▶ [BRIEF 1] According to the talk on application-first infrastructure, at what level did people care about monitoring, logging, and observability a long time ago?

▶ [SOURCE]
***

So what I wanna talk about today is I’m gonna take a step back from the last couple of conversations, and I wanna talk about something new that we’ve been playing around with internally that we’re starting to talk to people about, and open up a conversation about.
The evolution of infrastructure primitives
Something called application first, and on my title slide, it said application first and not infrastructure first.
I’m gonna explain what I’m talking about.
So a long time ago, so in tech years, it’s probably, like six, in a galaxy that was exactly this one, right…
…we cared about thing, and I’ll explain what thing is, but we cared about it at the server level.
So we cared about things like resource, we cared about network, we cared about whether it had power or not.
If you worked in a data center, we cared about how it could talk to other things, we cared about what was running on it, but ultimately, the level at which we cared about things (like monitoring, and logging, and observability), we cared about it at the server level.
Networking, I use emojis for everything.
At some point, the copyright police are gonna come after me on many levels, but today is not that day.
So I use some nice emojis for things, but we cared about all of these things.
We cared about more things other than just these, but these were some of the big ones, right?
Because this is a monitoring and observability summit, right?
So we cared about thing.
And how we think about our infrastructure primitives though is always changing, right?
How many of you still think about the physical server all the time?
A couple, but not a lot, right?
How many of you think about things at the Docker container level?
How many of you think about it at just the function level?
Five of us are living in the future.
So how we think about our primitives is always changing, right?
So we moved from servers, we moved to containers, maybe rather than instances, so an AWS parlance, maybe it’s EC2 instances, but we’re always changing and we’re going to different levels.
And for us, if I’m thinking in the future, we’re thinking only in terms of functions.
So how can I run just the code that I care about at a business level and not care about anything else?
So we change the level at which we’re thinking about these things all the time.
Copyright police, growth.
Adjusting to new technologies
Growth is good, but as our primitives change, the things that we care about, they don’t change, but the level of which we care about it change.
So maybe five years ago?
Five years ago, I worked at a startup, and I used things like Datadog, and other monitoring and tracing tools.
And we were really early in the transition from running everything as just applications on EC2 to running things as applications in Docker containers.
And did I get to stop caring about things like logging, and monitoring, and observability when I changed from EC2 instances to running on ECS?
Trick question, I absolutely did not.
I was on call for it, I would be very sad.

***

[Raw records]
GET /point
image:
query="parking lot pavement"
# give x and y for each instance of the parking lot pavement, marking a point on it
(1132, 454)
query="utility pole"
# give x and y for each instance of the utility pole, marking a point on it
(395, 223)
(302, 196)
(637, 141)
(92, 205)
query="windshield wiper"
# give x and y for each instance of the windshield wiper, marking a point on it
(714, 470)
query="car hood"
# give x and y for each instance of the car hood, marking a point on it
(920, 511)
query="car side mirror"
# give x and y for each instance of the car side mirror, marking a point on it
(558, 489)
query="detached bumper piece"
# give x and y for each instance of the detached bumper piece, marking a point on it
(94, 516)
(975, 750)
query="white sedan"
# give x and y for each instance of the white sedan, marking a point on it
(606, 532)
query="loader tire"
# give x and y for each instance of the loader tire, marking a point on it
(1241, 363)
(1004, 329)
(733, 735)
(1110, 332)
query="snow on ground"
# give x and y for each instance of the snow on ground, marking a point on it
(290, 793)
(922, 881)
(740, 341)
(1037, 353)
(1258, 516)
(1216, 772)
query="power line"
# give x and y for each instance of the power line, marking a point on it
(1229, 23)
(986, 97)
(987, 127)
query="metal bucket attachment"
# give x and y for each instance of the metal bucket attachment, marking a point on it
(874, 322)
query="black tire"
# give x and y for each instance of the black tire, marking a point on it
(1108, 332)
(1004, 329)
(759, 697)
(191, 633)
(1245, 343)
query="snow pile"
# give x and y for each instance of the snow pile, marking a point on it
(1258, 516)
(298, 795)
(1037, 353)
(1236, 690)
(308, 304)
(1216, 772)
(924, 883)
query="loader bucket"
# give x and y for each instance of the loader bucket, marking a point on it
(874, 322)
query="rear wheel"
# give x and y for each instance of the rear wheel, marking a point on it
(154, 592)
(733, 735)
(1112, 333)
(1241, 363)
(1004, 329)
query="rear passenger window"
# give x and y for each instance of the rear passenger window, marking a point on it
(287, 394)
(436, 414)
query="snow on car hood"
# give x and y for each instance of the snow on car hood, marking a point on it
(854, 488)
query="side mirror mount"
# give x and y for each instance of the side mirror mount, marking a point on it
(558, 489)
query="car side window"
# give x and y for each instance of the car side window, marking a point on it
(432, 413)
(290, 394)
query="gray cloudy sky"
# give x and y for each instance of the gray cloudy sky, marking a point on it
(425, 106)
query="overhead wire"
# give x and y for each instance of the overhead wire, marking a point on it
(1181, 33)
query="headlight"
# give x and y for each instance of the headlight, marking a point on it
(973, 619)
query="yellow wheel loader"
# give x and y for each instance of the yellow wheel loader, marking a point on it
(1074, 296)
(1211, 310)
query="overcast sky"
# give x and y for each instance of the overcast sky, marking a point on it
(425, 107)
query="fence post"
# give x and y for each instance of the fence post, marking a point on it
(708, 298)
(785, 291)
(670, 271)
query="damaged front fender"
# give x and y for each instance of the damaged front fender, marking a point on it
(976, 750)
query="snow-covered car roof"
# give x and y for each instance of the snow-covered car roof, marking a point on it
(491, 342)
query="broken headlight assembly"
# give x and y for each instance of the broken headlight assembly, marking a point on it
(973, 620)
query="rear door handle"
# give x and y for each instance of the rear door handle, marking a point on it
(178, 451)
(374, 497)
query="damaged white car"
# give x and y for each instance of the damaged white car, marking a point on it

***

▶ [BRIEF 2] Rewrite the raw records from their first line through the line containing "(1110, 332)", including both ends and keeping the requests. Multiply every coordinate in the answers by 1.65 and round each to a whole number, with halves rounding up.

▶ [PROBLEM SOLUTION 1] At the server level.

▶ [PROBLEM SOLUTION 2]
GET /point
image:
query="parking lot pavement"
# give x and y for each instance of the parking lot pavement, marking a point on it
(1868, 749)
query="utility pole"
# give x and y for each instance of the utility pole, marking a point on it
(652, 368)
(498, 323)
(1051, 233)
(152, 338)
query="windshield wiper"
# give x and y for each instance of the windshield wiper, marking a point on it
(1178, 776)
query="car hood"
# give x and y for each instance of the car hood, marking a point on it
(1518, 843)
query="car side mirror"
# give x and y for each instance of the car side mirror, marking a point on it
(921, 807)
query="detached bumper piece"
# give x and y for each instance of the detached bumper piece, marking a point on it
(155, 851)
(1609, 1238)
query="white sedan"
# give x and y for each instance of the white sedan, marking a point on it
(1000, 878)
query="loader tire"
# give x and y for each instance of the loader tire, marking a point on it
(2048, 599)
(1657, 543)
(1209, 1213)
(1832, 548)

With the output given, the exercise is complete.